• **TASK STATEMENT**
Swap "put one dot on" for "place a single point on" in the stretch of rows below from the line containing "Practice step: put one dot on the fingernail" through the end of the rows. Give back only that stretch, with everything else left the same.

Pointing dataset rows
START
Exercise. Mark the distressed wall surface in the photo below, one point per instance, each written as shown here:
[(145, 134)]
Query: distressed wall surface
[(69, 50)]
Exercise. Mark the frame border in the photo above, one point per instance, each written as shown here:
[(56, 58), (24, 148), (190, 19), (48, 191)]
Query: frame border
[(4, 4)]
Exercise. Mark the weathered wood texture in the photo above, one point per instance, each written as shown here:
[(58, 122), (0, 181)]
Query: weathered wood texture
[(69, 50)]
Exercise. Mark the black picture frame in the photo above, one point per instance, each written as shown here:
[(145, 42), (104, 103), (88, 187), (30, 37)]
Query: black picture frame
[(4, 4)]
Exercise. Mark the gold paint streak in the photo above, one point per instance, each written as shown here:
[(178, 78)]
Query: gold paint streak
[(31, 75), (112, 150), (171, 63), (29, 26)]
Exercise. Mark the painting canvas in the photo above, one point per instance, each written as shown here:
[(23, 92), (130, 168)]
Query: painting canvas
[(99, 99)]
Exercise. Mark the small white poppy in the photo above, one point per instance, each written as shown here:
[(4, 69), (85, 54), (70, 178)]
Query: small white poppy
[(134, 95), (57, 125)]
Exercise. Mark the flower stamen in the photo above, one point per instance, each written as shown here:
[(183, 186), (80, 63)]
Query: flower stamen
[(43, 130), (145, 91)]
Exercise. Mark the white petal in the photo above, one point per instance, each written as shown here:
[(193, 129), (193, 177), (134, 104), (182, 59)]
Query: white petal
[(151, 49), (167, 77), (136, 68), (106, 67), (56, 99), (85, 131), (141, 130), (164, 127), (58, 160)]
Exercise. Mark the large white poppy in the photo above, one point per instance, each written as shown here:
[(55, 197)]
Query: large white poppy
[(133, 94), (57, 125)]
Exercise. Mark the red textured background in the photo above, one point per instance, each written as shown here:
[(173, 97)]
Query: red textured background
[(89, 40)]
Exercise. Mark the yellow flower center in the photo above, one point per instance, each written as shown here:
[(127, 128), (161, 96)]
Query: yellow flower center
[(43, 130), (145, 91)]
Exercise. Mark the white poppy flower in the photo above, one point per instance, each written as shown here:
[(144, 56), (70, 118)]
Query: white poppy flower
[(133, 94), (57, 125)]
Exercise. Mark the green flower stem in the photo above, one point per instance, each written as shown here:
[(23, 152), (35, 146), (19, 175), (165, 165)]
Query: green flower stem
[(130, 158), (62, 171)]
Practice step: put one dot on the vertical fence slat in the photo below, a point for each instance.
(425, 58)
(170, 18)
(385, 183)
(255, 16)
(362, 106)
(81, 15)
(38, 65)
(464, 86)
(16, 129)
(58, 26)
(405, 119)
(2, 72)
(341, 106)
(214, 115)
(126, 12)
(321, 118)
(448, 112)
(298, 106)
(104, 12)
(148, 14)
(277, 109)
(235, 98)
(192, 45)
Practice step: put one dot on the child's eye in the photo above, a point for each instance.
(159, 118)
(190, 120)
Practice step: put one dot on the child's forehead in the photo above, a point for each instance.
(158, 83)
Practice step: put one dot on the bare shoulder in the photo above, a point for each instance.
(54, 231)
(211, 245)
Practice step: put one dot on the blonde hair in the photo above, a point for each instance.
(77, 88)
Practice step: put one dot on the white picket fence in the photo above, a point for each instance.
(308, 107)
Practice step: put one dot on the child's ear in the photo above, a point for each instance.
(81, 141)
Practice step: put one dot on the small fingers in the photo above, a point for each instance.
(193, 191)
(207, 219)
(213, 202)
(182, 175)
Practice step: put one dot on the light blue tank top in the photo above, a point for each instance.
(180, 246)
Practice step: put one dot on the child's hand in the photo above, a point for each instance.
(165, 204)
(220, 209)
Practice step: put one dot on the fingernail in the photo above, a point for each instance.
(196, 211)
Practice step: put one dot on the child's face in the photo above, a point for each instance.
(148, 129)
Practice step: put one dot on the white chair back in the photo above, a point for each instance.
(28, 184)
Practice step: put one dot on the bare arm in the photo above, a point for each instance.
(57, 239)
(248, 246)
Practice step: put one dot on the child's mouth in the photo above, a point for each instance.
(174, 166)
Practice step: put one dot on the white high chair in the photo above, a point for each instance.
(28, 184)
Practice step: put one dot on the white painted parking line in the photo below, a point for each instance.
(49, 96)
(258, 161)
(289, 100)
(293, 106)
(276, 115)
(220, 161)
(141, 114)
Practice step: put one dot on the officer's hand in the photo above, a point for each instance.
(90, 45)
END
• **FINAL ANSWER**
Practice step: place a single point on the fingernail in the photo above, a point for each instance.
(196, 211)
Practice step: place a single point on the child's face in the photo above, a point for each instance.
(148, 129)
Practice step: place a single point on the white chair back in the photo above, a point for each instance.
(28, 184)
Practice step: place a single point on the bare arm in the photo above, a point for each instance.
(57, 239)
(248, 246)
Practice step: place a single point on the child's mouth in the photo above, a point for each instance.
(174, 166)
Practice step: place a single point on the white high chair in the photo above, a point for each instance.
(28, 184)
Practice step: place a single point on the white painted parking line in the photo below, a point for each instance.
(49, 96)
(258, 161)
(289, 100)
(293, 106)
(276, 115)
(220, 161)
(141, 114)
Practice step: place a single point on the officer's hand in the photo above, a point for each instance.
(90, 45)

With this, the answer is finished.